Mittel für Lohnnebenkosten sinken auf 24 Mio. €

Bei den Zuschüssen zu den Lohnnebenkosten, die für die Beschäftigten auf deutschgeflaggten Schiffen gewährt werden – je nach Schiffsgröße und Dienstgrad beträgt der Einzelzuschuss jährlich zwischen 9.400 und 16.700 € –, zeichnete sich auf dem Gipfeltreffen keine Wende zum Positiven ab. Im Bundeshaushalt stehen für diesen Teil der Übereinkunft in 2011 nunmehr nur noch rund 24 Mio. € zur Verfügung. Da von Verkehrsminister Peter Ramsauer zugesichert wurde, dass alle diesbezüglich bis Ende 2010 gestellten Anträge bearbeitet würden, reduzieren sich die hinsichtlich neuer Anträge zur Verfügung stehenden Haushaltsmittel für 2011 dementsprechend. Für den VDR kommt das einer Mittelkürzung um 90 Prozent gleich, da dann de facto nur noch neue Ausbildungsplätze finanziell unterstützt würden. Eine hierzu von Seiten der Bundesregierung in Aussicht gestellte »Kompensation« konnte die Gemüter wenig beruhigen, da sie offen ließ, welche konkreten Schritte denkbar seien. Auch die allgemeine Bekräftigung durch Bundeskanzlerin Angela Merkel, dass sich das Maritime Bündnis als Plattform bewährt habe und diese »Erfolgsgeschichte« fortgeführt werden solle, überzeugte die Reeder angesichts der vagen Finanzsituation nicht wirklich.

Begrüßt wurde unterdessen, dass die Ausbildungsplatzförderung im bisherigen Umfang mit 5 Mio. € fortgeführt wird, wobei die Zuwendungen 25.500 € je Ausbildungsplatz betragen. Dies ist auch vor dem Hintergrund von Bedeutung, dass sich im Bereich der seemännischen Ausbildung die Zahl der Berufseinsteiger seit 2003 mehr als verdoppelt hat.

_ _ _

*Ihre Aufgaben*
a) Beantworten Sie anhand des Textauszugs die folgenden Fragen:
(i) Zwischen welchen Beträgen liegt der jährliche Einzelzuschuss zu den Lohnnebenkosten?
(ii) Wie viel Geld steht im Bundeshaushalt 2011 für diesen Teil der Übereinkunft noch zur Verfügung?
(iii) Wie hoch sind die Zuwendungen je Ausbildungsplatz?
b) Geben Sie aus dem Textauszug alles von „Begrüßt wurde unterdessen, dass“ bis hinunter zu „als verdoppelt hat.“ wortgetreu wieder.
c) Nennen Sie alle Eurobeträge, die im Textauszug vorkommen.

*Erfasste Einträge*
_ _ _

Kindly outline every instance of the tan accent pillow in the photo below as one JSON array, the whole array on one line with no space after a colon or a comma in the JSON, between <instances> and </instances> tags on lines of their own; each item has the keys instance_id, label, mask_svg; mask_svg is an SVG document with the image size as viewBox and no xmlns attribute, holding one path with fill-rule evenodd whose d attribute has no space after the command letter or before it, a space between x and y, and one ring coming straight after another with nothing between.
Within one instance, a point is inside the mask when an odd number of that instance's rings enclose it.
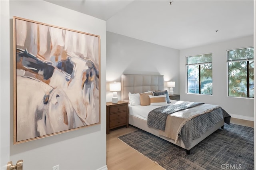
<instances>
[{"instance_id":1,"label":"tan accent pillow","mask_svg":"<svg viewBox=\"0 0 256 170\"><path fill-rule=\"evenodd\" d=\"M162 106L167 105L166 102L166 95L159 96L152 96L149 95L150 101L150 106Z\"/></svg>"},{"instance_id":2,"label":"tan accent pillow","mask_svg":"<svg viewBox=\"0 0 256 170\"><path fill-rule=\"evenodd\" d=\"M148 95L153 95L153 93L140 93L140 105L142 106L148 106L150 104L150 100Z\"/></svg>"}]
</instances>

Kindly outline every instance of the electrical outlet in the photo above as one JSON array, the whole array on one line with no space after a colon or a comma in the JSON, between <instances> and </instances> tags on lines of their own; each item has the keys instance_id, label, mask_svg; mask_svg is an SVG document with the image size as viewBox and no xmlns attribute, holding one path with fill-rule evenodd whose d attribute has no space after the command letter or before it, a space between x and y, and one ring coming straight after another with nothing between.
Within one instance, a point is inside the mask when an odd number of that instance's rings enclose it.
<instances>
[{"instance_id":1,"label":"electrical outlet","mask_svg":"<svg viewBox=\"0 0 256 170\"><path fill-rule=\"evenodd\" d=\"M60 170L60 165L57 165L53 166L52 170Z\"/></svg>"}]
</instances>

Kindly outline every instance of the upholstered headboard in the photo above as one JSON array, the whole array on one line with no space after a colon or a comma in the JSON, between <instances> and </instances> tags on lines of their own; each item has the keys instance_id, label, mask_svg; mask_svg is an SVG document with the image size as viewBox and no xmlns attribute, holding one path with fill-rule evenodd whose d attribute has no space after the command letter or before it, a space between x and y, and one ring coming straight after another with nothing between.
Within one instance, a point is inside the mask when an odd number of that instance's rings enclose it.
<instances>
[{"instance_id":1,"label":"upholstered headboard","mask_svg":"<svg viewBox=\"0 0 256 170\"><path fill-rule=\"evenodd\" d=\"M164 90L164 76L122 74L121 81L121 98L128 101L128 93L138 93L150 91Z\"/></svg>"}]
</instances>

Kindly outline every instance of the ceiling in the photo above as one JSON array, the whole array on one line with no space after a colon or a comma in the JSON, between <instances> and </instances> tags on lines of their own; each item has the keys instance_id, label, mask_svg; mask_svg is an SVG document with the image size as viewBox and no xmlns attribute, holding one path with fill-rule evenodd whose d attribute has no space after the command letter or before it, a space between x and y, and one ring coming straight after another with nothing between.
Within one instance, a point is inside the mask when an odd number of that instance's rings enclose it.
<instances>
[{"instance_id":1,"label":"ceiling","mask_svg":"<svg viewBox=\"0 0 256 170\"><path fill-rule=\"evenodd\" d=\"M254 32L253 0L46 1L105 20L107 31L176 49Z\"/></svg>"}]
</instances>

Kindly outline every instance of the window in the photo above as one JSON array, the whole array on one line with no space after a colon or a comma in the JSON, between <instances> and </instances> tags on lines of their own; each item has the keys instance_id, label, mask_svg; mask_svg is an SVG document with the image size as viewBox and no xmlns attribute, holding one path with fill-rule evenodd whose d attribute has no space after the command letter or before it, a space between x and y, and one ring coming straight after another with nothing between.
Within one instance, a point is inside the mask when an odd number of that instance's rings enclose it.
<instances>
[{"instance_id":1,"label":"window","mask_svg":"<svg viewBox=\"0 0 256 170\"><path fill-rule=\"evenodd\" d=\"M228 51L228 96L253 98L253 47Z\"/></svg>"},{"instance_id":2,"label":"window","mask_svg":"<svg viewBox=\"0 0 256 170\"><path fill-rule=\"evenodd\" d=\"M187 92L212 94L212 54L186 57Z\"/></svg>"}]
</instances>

_ _ _

*Ausgearbeitete Lösungen*
a)
(i) Zwischen 9.400 und 16.700 €.
(ii) Rund 24 Mio. €.
(iii) 25.500 €.

b)
Begrüßt wurde unterdessen, dass die Ausbildungsplatzförderung im bisherigen Umfang mit 5 Mio. € fortgeführt wird, wobei die Zuwendungen 25.500 € je Ausbildungsplatz betragen. Dies ist auch vor dem Hintergrund von Bedeutung, dass sich im Bereich der seemännischen Ausbildung die Zahl der Berufseinsteiger seit 2003 mehr als verdoppelt hat.

c)
9.400 €
16.700 €
24 Mio. €
5 Mio. €
25.500 €